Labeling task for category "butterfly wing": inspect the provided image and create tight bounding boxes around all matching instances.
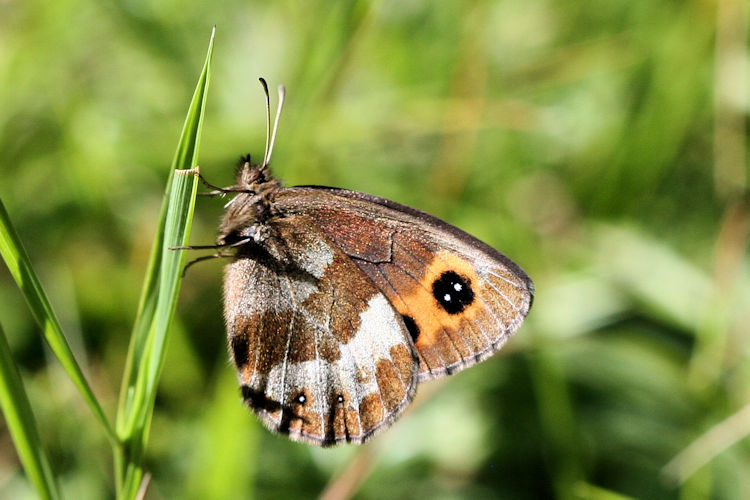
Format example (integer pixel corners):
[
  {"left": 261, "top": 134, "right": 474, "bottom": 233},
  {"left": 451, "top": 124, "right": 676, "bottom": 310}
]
[
  {"left": 274, "top": 186, "right": 534, "bottom": 381},
  {"left": 224, "top": 216, "right": 418, "bottom": 446}
]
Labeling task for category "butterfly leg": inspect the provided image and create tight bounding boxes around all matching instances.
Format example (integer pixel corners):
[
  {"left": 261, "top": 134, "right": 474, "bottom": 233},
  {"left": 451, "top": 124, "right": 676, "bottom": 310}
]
[{"left": 182, "top": 253, "right": 234, "bottom": 277}]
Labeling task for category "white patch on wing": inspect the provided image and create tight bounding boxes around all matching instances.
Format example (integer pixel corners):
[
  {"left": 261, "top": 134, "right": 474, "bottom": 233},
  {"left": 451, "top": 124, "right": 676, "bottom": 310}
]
[
  {"left": 297, "top": 239, "right": 333, "bottom": 278},
  {"left": 261, "top": 294, "right": 410, "bottom": 430}
]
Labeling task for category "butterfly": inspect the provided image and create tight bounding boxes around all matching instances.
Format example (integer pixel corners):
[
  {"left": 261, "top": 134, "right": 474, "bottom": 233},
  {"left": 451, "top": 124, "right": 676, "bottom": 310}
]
[{"left": 189, "top": 79, "right": 534, "bottom": 446}]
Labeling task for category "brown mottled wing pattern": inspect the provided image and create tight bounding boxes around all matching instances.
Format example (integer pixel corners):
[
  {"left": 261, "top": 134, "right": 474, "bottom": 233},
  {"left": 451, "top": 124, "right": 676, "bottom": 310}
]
[
  {"left": 224, "top": 215, "right": 418, "bottom": 446},
  {"left": 274, "top": 186, "right": 534, "bottom": 381}
]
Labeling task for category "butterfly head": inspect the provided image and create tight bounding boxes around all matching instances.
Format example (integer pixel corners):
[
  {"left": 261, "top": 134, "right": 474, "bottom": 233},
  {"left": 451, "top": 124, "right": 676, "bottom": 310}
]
[{"left": 217, "top": 155, "right": 281, "bottom": 245}]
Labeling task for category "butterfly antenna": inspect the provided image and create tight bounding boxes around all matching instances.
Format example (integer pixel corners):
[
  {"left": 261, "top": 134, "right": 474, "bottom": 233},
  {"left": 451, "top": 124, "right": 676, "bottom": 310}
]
[
  {"left": 263, "top": 82, "right": 286, "bottom": 167},
  {"left": 259, "top": 78, "right": 271, "bottom": 167}
]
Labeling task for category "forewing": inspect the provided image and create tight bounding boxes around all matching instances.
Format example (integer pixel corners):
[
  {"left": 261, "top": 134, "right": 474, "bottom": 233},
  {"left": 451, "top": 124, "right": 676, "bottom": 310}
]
[
  {"left": 225, "top": 216, "right": 418, "bottom": 446},
  {"left": 275, "top": 186, "right": 534, "bottom": 380}
]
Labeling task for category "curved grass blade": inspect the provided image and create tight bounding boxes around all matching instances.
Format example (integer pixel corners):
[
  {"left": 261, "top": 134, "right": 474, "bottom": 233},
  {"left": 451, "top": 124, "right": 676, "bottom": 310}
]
[
  {"left": 0, "top": 196, "right": 119, "bottom": 446},
  {"left": 115, "top": 28, "right": 214, "bottom": 498},
  {"left": 0, "top": 326, "right": 60, "bottom": 499}
]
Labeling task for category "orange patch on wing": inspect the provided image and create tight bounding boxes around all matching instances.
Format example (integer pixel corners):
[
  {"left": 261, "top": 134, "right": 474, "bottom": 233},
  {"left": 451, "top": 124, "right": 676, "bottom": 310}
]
[{"left": 394, "top": 251, "right": 481, "bottom": 348}]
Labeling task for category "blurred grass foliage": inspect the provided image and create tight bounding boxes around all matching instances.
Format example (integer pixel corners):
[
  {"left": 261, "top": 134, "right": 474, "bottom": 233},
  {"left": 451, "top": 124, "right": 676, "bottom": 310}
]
[{"left": 0, "top": 0, "right": 750, "bottom": 499}]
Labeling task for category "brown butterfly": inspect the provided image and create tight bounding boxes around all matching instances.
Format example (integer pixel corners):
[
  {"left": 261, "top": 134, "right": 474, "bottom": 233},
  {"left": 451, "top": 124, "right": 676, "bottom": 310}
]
[{"left": 190, "top": 79, "right": 534, "bottom": 446}]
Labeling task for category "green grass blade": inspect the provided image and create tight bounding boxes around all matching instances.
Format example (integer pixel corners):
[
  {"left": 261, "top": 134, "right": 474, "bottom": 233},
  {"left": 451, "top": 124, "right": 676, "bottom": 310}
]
[
  {"left": 0, "top": 320, "right": 60, "bottom": 499},
  {"left": 116, "top": 28, "right": 216, "bottom": 437},
  {"left": 115, "top": 27, "right": 214, "bottom": 498},
  {"left": 0, "top": 196, "right": 118, "bottom": 446}
]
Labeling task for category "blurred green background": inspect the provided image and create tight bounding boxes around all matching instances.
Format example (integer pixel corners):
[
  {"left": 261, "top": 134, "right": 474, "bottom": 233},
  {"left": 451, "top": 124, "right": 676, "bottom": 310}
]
[{"left": 0, "top": 0, "right": 750, "bottom": 499}]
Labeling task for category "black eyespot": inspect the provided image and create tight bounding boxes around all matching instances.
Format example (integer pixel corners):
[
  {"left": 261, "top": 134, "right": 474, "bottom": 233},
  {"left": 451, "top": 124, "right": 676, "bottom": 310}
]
[
  {"left": 432, "top": 271, "right": 474, "bottom": 314},
  {"left": 401, "top": 314, "right": 419, "bottom": 342},
  {"left": 230, "top": 334, "right": 250, "bottom": 368}
]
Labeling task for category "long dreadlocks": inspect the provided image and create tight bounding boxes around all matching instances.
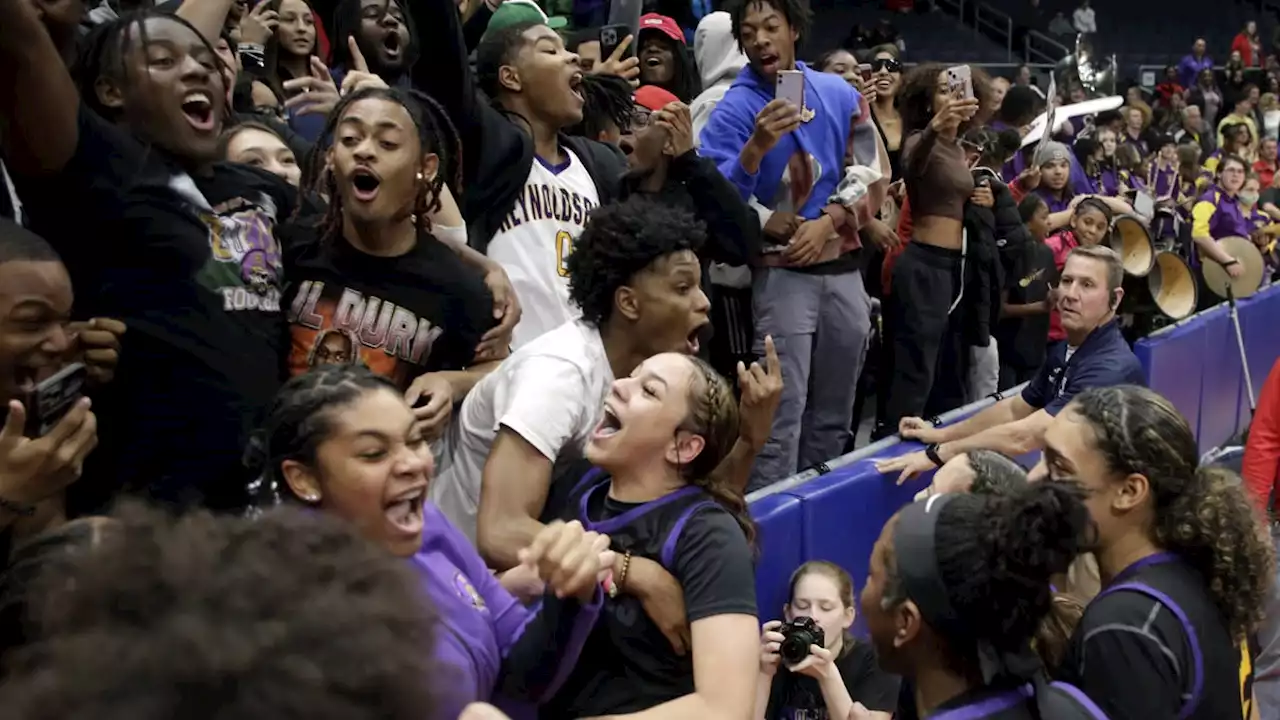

● **The task**
Tally the lines of the material that contain the word "blade", with case counting. How many are there? Reply with the number alone.

● **The reply**
2